__Directions__.
Reproduce every line of the material below verbatim, with no change of any kind.
Start of Data extract
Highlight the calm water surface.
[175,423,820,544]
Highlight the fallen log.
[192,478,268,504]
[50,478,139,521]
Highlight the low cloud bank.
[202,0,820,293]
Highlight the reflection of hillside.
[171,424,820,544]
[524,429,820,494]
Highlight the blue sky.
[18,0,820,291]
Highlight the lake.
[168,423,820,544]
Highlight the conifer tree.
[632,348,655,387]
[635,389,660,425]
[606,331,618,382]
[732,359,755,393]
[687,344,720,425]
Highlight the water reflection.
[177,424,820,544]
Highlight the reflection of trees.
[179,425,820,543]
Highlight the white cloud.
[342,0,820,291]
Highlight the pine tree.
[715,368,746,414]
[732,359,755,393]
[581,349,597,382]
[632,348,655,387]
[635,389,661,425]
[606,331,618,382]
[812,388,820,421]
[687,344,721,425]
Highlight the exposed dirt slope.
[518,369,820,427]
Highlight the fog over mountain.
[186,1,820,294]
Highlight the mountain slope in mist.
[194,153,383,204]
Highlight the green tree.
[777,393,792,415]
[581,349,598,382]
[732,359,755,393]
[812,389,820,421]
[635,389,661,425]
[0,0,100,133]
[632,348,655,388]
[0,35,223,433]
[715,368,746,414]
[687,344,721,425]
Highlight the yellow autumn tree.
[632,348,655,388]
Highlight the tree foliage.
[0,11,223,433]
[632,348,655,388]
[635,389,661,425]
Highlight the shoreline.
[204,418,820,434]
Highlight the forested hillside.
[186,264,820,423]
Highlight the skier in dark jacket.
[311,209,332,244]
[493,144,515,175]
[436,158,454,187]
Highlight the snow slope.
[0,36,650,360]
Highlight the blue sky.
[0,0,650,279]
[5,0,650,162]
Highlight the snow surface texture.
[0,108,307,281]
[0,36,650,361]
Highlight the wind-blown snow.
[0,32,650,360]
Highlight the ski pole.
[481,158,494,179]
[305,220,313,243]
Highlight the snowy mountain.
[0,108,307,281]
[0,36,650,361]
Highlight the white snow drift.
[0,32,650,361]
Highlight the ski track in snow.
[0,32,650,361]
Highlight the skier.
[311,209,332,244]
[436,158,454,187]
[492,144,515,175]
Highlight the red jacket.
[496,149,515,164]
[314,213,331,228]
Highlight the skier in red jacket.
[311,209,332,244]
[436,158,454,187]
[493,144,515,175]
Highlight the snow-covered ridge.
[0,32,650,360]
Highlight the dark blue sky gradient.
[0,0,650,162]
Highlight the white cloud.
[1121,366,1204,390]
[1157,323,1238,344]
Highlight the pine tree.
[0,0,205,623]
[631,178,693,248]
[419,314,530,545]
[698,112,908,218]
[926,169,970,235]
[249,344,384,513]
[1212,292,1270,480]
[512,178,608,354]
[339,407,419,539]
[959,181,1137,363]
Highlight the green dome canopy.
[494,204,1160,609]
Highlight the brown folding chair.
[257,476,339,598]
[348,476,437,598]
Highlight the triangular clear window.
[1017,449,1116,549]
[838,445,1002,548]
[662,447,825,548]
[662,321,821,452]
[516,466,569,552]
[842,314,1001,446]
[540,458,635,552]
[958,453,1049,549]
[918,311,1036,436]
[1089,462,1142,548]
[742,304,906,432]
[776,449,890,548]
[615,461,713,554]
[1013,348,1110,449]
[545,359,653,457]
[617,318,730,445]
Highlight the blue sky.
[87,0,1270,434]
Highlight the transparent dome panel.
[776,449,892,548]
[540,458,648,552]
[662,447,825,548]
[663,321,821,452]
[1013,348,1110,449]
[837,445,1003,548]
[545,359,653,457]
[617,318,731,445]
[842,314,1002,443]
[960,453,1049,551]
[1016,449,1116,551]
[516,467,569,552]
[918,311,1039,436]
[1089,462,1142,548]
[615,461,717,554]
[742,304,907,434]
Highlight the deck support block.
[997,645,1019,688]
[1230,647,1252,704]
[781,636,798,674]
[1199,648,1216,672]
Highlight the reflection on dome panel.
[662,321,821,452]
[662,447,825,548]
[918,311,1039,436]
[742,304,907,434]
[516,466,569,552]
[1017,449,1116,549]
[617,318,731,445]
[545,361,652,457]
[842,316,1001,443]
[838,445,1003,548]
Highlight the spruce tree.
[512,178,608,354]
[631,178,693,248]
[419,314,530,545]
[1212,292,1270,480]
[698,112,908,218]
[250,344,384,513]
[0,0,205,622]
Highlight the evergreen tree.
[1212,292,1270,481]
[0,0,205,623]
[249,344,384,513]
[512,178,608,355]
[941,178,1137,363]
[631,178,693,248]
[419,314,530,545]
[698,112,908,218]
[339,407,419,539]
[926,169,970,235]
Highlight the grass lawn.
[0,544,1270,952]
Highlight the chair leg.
End of Data extract
__Task solution__.
Highlight the calm water surface.
[175,423,820,544]
Highlight the fallen log.
[192,478,268,504]
[50,478,139,521]
Highlight the low cloud bank.
[202,0,820,293]
Highlight the reflection of hillside.
[171,424,820,544]
[524,429,820,494]
Highlight the blue sky.
[18,0,820,291]
Highlight the lake.
[168,423,820,544]
Highlight the conifer tree.
[632,348,655,387]
[635,389,660,425]
[606,331,618,382]
[732,359,755,393]
[687,344,720,425]
Highlight the water reflection.
[177,424,820,544]
Highlight the reflection of trees.
[179,425,820,543]
Highlight the white cloud.
[342,0,820,291]
Highlight the pine tree.
[715,368,746,414]
[732,359,755,393]
[581,349,597,382]
[632,348,655,387]
[635,389,661,425]
[606,331,618,382]
[812,388,820,421]
[687,344,721,425]
Highlight the exposed dirt slope.
[518,369,820,427]
Highlight the fog over mountain.
[186,1,820,294]
Highlight the mountain slope in mist.
[194,153,383,204]
Highlight the green tree.
[777,393,792,415]
[581,349,598,382]
[732,359,755,393]
[812,389,820,421]
[635,389,661,425]
[0,0,100,133]
[632,348,655,388]
[0,35,223,433]
[715,368,746,414]
[687,344,721,425]
Highlight the yellow autumn tree.
[632,348,655,388]
Highlight the tree foliage.
[0,11,223,433]
[632,348,655,388]
[635,389,661,425]
Highlight the shoreline.
[204,418,820,434]
Highlight the forested hillside.
[186,264,820,423]
Highlight the skier in dark jacket.
[311,209,332,244]
[493,144,515,175]
[436,158,454,187]
Highlight the snow slope.
[0,36,650,360]
Highlight the blue sky.
[0,0,650,279]
[5,0,650,162]
Highlight the snow surface texture.
[0,108,307,281]
[0,36,650,361]
Highlight the wind-blown snow.
[0,32,650,360]
Highlight the ski pole.
[481,158,494,179]
[305,220,313,243]
Highlight the snowy mountain.
[0,108,307,281]
[0,36,650,361]
Highlight the white snow drift.
[0,32,650,361]
Highlight the ski track in snow.
[0,32,650,361]
Highlight the skier.
[311,209,332,244]
[436,158,454,187]
[492,144,515,175]
Highlight the red jacket.
[496,149,515,164]
[314,213,331,228]
Highlight the skier in red jacket.
[311,209,332,244]
[436,158,454,187]
[493,144,515,175]
Highlight the snow-covered ridge.
[0,32,650,360]
Highlight the dark blue sky gradient.
[0,0,650,162]
Highlight the white cloud.
[1121,366,1204,390]
[1157,323,1238,344]
Highlight the pine tree.
[0,0,205,623]
[631,178,693,248]
[419,314,530,545]
[698,112,908,218]
[926,169,970,235]
[249,344,384,513]
[1212,292,1270,480]
[512,178,608,354]
[339,407,419,539]
[959,181,1137,363]
Highlight the green dome canopy.
[494,204,1160,609]
Highlight the brown folding chair.
[257,476,339,598]
[348,476,437,598]
Highlight the triangular clear window.
[1017,449,1116,549]
[838,445,1002,548]
[662,447,825,548]
[662,321,821,452]
[516,466,569,552]
[842,314,1001,446]
[540,458,635,552]
[958,453,1049,549]
[918,311,1036,436]
[1089,462,1142,548]
[742,304,906,432]
[776,449,890,548]
[615,461,713,554]
[1013,348,1110,449]
[545,359,653,457]
[617,318,730,445]
Highlight the blue sky.
[87,0,1270,434]
Highlight the transparent dome panel.
[776,449,892,548]
[540,458,648,552]
[662,447,825,548]
[663,321,821,452]
[1013,348,1110,449]
[837,445,1003,548]
[545,359,653,457]
[617,318,731,445]
[842,314,1002,443]
[960,453,1049,551]
[1016,449,1116,551]
[516,467,569,552]
[918,311,1039,436]
[1089,462,1142,548]
[615,461,717,554]
[742,304,907,434]
Highlight the deck support block.
[997,645,1019,688]
[1230,647,1252,704]
[781,636,798,674]
[1199,648,1216,672]
Highlight the reflection on dome panel.
[662,321,821,452]
[662,447,825,548]
[918,311,1039,436]
[742,304,907,434]
[516,466,569,552]
[1017,449,1116,549]
[617,318,731,445]
[545,361,652,457]
[842,316,1001,443]
[838,445,1003,548]
Highlight the spruce tree.
[512,178,608,354]
[631,178,693,248]
[419,314,530,545]
[1212,292,1270,480]
[698,112,908,218]
[250,344,384,513]
[0,0,205,622]
Highlight the evergreen tree.
[1212,292,1270,481]
[0,0,205,623]
[249,344,384,513]
[512,178,608,355]
[941,178,1137,363]
[631,178,693,248]
[419,314,530,545]
[698,112,908,218]
[339,407,419,539]
[926,169,970,235]
Highlight the grass lawn.
[0,544,1270,952]
Highlight the chair leg.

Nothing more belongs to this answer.